───── Extrait du texte ─────

Steffi Graf 

 

 

 

 

Steffi Graf a des jambes extraordinaires. Ce sont à l’évidence les plus belles jambes de femme du 20 ème siècle avec celles de Cyd Charisse. Le déplacement de Steffi Graf à l’intérieur du court apparait ainsi d’une splendeur absolue. 

 

 

Steffi Graf semble rebondir à chaque instant sur le sol comme si elle marchait sur des ressorts, des ressorts tranchants comme des rasoirs. Les jambes de Steffi Graf inventent ainsi une forme de rebond coupant, de rebond cinglant, un rebond d’étincelles. 

 

 

Steffi Graf a une course hyaline. Ses appuis au sol sont extrêmement rapides, comme des coups de couteaux, des coups de couteaux flûtés, des coups de couteaux flûtés et vifs.  

 

 

Il y a une violence sidérante, une violence quasi stellaire du jeu de Steffi Graf. Quand Steffi Graf court, c’est comme si elle poignardait l’espace avec la pointe de ses orteils. 

 

 

Je me souviens avoir vu une fois Steffi Graf se vaporiser les cuisses avec du spray camphré lors d’une pause à Flushing Meadows. C’est l’image en direct la plus érotique que j’ai jamais vue à la télévision. 

 

 

 

Il y a un aspect féerique de Steffi Graf. Steffi Graf a l’allure d’une fée. Steffi Graf est une cendrillon bizarre, une cendrillon avec un nez d’aigle, une cendrillon-carabosse, une cendrillon qui aurait le nez busqué de carabosse.

───── Données brutes ─────

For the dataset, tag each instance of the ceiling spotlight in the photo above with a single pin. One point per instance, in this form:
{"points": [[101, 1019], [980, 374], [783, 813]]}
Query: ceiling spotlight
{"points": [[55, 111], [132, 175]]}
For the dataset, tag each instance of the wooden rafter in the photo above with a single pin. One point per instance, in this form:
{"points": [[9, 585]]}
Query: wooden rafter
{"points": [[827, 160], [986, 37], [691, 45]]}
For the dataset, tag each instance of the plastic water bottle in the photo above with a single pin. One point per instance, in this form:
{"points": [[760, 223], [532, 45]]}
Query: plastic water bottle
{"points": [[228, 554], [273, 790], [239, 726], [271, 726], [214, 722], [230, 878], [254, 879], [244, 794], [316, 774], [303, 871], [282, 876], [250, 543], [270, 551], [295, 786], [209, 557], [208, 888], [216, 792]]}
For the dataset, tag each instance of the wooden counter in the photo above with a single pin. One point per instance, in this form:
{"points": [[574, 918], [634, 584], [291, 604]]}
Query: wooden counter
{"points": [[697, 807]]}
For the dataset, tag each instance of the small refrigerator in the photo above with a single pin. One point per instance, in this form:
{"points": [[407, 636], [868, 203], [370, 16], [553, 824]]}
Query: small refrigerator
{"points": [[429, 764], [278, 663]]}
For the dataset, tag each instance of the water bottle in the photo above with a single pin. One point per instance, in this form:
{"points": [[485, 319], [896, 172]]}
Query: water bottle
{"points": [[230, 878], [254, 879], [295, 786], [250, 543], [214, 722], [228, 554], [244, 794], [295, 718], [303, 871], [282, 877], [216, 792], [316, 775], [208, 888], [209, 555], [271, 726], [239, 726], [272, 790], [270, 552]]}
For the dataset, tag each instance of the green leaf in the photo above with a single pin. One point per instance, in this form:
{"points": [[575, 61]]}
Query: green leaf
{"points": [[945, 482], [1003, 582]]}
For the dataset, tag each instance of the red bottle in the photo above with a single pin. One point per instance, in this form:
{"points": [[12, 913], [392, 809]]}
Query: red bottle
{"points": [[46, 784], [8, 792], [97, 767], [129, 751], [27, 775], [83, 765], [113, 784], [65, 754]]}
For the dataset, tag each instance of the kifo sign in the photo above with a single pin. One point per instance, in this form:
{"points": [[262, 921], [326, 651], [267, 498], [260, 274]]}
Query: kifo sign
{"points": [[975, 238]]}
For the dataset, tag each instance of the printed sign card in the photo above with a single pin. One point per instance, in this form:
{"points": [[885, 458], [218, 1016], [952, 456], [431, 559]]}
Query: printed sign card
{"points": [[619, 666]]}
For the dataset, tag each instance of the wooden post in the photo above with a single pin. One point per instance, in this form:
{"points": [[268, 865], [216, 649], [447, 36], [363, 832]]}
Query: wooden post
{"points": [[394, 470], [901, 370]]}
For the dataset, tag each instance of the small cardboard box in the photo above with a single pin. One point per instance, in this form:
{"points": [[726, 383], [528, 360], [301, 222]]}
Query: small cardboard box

─────

- [Consignes de travail]
[a] Ces affirmations sont-elles conformes au texte sur Steffi Graf : (i) les jambes de Steffi Graf y sont rapprochées de celles de Cyd Charisse ; (ii) ses appuis au sol y sont décrits comme lents ; (iii) la scène du spray camphré se passe pendant une pause à Roland-Garros ? Répondez à chacune par oui ou non et citez les mots du texte qui tranchent.
[b] Quel adjectif le texte sur Steffi Graf donne-t-il à sa course ?

- [Réponses aux consignes]
[a]
(i) Oui : « Ce sont à l’évidence les plus belles jambes de femme du 20 ème siècle avec celles de Cyd Charisse. »
(ii) Non : « Ses appuis au sol sont extrêmement rapides »
(iii) Non : « lors d’une pause à Flushing Meadows »

[b] Hyaline : « Steffi Graf a une course hyaline. »